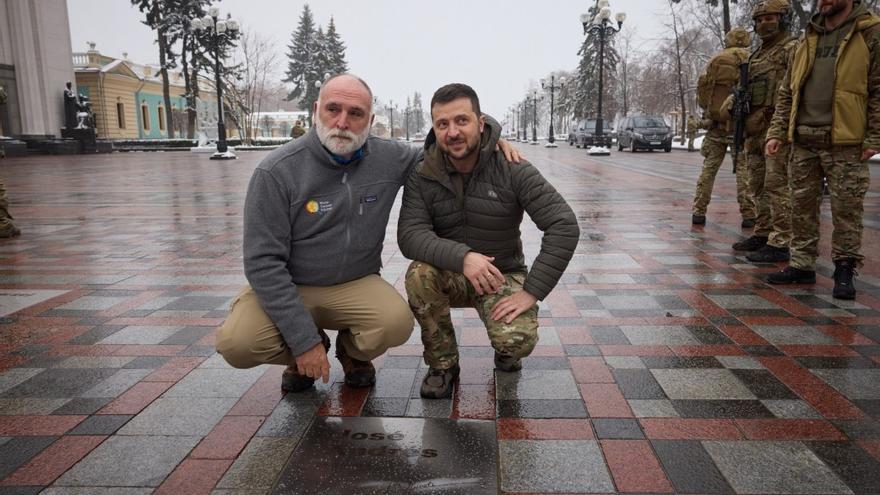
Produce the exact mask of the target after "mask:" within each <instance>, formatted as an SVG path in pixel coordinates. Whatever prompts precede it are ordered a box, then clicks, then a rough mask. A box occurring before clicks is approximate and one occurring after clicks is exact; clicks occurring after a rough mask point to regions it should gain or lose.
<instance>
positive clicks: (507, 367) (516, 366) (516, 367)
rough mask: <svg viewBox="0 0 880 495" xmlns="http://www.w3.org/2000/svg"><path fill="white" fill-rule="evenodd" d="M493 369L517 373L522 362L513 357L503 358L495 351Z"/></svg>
mask: <svg viewBox="0 0 880 495" xmlns="http://www.w3.org/2000/svg"><path fill="white" fill-rule="evenodd" d="M495 369H496V370H501V371H519V370H521V369H522V360H521V359H520V358H515V357H513V356H505V355H503V354H498V351H495Z"/></svg>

Your objective =>
Among the lines of the data, identify those with the word "clicks". Copy each of them.

Solution for this exercise =>
Produce the exact mask of the target after "mask:" within each <instance>, formatted as an SVG path in pixel coordinates. Whatever prompts precede it are ordered a box, then clicks, then a rough mask. A box occurring before clicks is approximate and one occurring after clicks is exact; clicks occurring after a rough mask point to regions it should gain or lose.
positive clicks: (507, 367) (516, 366) (516, 367)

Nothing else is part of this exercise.